Items from a dataset
--

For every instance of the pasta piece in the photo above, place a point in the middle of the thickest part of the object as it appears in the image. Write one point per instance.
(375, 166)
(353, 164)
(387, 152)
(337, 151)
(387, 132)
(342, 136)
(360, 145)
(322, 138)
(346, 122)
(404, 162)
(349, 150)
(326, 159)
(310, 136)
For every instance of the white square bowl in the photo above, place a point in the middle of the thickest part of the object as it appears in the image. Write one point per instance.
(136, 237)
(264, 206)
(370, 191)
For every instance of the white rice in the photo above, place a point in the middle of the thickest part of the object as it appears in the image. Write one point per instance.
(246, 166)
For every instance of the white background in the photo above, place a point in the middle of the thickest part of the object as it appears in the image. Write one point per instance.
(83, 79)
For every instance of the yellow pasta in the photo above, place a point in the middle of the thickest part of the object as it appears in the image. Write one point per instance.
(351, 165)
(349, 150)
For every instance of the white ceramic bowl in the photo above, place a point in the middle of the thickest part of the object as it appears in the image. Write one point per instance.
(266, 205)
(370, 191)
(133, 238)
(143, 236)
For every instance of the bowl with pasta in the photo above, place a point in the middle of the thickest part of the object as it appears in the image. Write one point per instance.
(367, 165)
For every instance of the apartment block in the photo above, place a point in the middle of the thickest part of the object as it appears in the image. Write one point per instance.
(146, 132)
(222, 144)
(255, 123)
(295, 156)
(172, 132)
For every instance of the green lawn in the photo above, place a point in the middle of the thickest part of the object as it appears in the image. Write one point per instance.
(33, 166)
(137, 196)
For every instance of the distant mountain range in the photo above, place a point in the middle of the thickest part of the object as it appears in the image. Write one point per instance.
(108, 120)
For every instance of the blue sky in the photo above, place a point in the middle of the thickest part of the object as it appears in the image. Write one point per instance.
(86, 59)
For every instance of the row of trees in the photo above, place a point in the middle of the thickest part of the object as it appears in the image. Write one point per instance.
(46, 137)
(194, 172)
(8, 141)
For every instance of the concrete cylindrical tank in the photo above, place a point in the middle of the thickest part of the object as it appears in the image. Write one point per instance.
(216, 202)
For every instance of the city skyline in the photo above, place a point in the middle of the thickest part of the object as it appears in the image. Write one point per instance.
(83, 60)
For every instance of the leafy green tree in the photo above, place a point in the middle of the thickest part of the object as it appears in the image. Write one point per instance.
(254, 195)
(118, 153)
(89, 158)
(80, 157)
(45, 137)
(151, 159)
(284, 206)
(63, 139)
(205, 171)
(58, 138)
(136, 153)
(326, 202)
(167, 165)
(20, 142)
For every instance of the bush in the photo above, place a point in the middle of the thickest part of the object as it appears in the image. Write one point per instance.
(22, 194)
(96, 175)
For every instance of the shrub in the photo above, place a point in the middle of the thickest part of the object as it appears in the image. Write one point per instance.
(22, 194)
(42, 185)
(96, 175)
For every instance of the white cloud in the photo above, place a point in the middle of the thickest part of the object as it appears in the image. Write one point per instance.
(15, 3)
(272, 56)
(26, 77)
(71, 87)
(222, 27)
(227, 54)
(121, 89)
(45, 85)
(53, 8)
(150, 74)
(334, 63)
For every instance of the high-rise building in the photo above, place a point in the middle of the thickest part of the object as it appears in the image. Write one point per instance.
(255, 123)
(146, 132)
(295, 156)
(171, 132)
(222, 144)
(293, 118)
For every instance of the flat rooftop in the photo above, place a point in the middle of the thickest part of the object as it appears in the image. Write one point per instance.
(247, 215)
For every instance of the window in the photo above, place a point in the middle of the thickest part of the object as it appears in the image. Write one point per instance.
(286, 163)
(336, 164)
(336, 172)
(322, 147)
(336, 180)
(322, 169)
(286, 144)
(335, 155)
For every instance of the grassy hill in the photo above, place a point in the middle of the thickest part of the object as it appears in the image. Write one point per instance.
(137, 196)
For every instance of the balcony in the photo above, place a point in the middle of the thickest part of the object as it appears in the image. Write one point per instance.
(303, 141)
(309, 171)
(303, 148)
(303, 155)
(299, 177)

--

Exactly repeat the lines from the line that contains "For every instance of the window" to the end of the entries, both included, and leave out all other lines.

Written answer ▸
For every instance of the window in the photo above, place a point in the middle of the thickest part of the object as it appears in the image. Write one point per instance.
(286, 163)
(336, 164)
(336, 172)
(322, 147)
(336, 180)
(322, 169)
(286, 144)
(335, 155)
For every instance of the grassy hill in the photo above, place a point in the middle of the thickest part of the object as it appears in the image. Write one point per instance.
(137, 196)
For every instance of the balcony in the photo above, place a point in the middle of the thickest part of the object as it appears in the image. Write one point per instance.
(303, 141)
(309, 171)
(303, 148)
(303, 155)
(299, 177)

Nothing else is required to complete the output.